▶ **PROVIDED DATA**
.....

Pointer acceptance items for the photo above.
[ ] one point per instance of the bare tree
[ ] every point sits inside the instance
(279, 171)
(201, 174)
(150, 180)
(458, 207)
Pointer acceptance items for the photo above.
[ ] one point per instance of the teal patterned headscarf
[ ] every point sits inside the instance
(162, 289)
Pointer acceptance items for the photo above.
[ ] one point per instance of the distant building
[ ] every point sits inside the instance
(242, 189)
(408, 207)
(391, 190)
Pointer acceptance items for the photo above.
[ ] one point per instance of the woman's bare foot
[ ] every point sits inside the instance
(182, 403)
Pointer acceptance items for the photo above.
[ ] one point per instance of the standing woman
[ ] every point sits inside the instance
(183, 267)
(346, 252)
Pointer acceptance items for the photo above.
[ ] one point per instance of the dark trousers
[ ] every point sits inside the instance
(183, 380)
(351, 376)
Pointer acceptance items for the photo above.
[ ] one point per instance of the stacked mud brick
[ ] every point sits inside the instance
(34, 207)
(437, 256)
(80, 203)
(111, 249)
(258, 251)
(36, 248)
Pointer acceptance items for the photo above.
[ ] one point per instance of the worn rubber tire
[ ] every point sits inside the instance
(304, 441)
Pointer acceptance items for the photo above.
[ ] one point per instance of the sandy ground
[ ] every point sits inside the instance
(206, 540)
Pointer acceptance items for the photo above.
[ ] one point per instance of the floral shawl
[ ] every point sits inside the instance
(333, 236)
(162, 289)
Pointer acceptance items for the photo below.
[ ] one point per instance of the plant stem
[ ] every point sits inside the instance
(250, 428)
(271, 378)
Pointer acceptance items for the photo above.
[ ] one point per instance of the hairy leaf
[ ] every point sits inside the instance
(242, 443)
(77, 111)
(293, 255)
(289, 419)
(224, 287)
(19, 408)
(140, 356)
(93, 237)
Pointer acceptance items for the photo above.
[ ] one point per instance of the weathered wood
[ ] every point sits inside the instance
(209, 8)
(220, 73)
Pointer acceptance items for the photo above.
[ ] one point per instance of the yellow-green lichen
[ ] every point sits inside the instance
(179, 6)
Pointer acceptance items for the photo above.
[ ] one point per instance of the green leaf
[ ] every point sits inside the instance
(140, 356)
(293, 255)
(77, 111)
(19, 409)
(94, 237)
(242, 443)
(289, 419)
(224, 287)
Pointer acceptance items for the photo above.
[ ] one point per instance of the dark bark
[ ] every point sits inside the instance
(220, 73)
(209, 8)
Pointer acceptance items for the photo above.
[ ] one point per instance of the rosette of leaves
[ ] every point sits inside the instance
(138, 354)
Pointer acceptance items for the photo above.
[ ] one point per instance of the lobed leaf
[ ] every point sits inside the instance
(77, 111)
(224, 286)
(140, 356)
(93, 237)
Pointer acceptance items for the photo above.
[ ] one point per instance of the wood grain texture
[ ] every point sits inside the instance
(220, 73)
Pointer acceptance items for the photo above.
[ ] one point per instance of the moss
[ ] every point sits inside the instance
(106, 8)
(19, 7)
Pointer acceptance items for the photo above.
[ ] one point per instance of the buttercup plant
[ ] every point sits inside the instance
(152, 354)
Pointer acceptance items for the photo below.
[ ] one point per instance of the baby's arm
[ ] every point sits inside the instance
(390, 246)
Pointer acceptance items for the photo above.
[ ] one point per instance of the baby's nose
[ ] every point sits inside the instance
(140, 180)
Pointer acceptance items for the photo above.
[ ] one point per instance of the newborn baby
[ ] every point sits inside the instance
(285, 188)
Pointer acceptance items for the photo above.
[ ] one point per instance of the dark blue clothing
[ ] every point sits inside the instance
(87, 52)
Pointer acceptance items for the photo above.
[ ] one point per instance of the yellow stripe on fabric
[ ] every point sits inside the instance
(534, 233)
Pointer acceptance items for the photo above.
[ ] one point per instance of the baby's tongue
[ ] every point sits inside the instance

.....

▶ **THE PROBLEM**
Every entry is to be repeated exactly as it stands.

▶ **ANSWER SECTION**
Pointer acceptance items for the photo above.
[ ] one point per instance of the bare tree
[ ] every point sits inside the instance
(279, 171)
(201, 174)
(150, 180)
(458, 207)
Pointer acceptance items for the photo above.
[ ] one point per instance of the teal patterned headscarf
[ ] every point sits inside the instance
(162, 289)
Pointer acceptance items for the photo above.
[ ] one point per instance of the distant building
[ ] every point sits inside the instance
(242, 189)
(408, 207)
(391, 190)
Pointer acceptance items for the photo above.
[ ] one point per instance of the woman's bare foot
[ ] every point sits inside the instance
(182, 403)
Pointer acceptance items for the photo above.
[ ] one point per instance of the standing woman
[ ] every point sits inside the instance
(183, 267)
(346, 252)
Pointer acceptance items for the photo above.
[ ] one point per instance of the dark trousers
[ ] every point sits inside the instance
(183, 380)
(351, 376)
Pointer acceptance items for the photo above.
[ ] one point per instance of the stacked mud brick
[ ] every point sits inside the instance
(34, 207)
(437, 256)
(80, 203)
(111, 249)
(258, 251)
(36, 248)
Pointer acceptance items for the photo above.
[ ] one point per instance of the worn rubber tire
[ ] every point sits inside the instance
(304, 441)
Pointer acceptance items for the photo above.
[ ] one point per instance of the sandy ground
[ ] every point sits inside the instance
(206, 540)
Pointer acceptance items for the photo above.
[ ] one point per instance of the floral shawl
[ ] every point sits inside the instance
(333, 236)
(162, 289)
Pointer acceptance items for the photo below.
[ ] one point per instance of the plant stem
[ ] every point sits inside the instance
(250, 428)
(271, 378)
Pointer acceptance items for the photo above.
[ ] one point per instance of the hairy leaf
[ ] every point sits inside the instance
(242, 443)
(77, 111)
(293, 255)
(289, 419)
(224, 287)
(19, 408)
(140, 356)
(93, 237)
Pointer acceptance items for the photo above.
[ ] one point per instance of the weathered wood
[ ] every point sits inside the instance
(209, 8)
(220, 73)
Pointer acceptance items for the photo above.
[ ] one point per instance of the yellow-green lichen
[ ] every point sits inside the instance
(179, 6)
Pointer acceptance items for the photo above.
[ ] one point per instance of the green leaf
[ ] every point sits inside the instance
(140, 356)
(293, 255)
(77, 111)
(19, 409)
(94, 237)
(242, 443)
(289, 419)
(224, 287)
Pointer acceptance items for the photo above.
[ ] one point per instance of the dark bark
[ ] every point sits inside the instance
(220, 73)
(209, 8)
Pointer acceptance items for the photo above.
[ ] one point per instance of the rosette of leaves
[ ] every point sits inside the instance
(138, 354)
Pointer acceptance items for the photo above.
[ ] one point per instance of the lobed leaf
[ ] every point sits inside the instance
(77, 111)
(224, 286)
(140, 356)
(93, 237)
Pointer acceptance items for the photo above.
[ ] one point per instance of the wood grain texture
[ ] every point sits inside the instance
(220, 73)
Pointer acceptance items for the photo above.
[ ] one point per instance of the moss
[ ] every point sits inside the instance
(106, 8)
(19, 7)
Pointer acceptance items for the photo above.
[ ] one point per instance of the buttercup plant
[ ] every point sits inside the instance
(152, 354)
Pointer acceptance items for the photo below.
[ ] one point per instance of the baby's arm
[ ] every point sits inside the instance
(390, 246)
Pointer acceptance items for the photo above.
[ ] one point per instance of the baby's nose
[ ] every point sits inside the instance
(140, 180)
Pointer acceptance items for the photo above.
[ ] one point per instance of the newborn baby
[ ] every point sits inside the instance
(285, 188)
Pointer acceptance items for the photo above.
[ ] one point per instance of the dark blue clothing
[ ] every point sits inside the instance
(87, 52)
Pointer acceptance items for the photo above.
[ ] one point per instance of the yellow stripe on fabric
[ ] every point sits inside the instance
(534, 233)
Pointer acceptance items for the photo above.
[ ] one point per instance of the baby's tongue
[ ] every point sits inside the instance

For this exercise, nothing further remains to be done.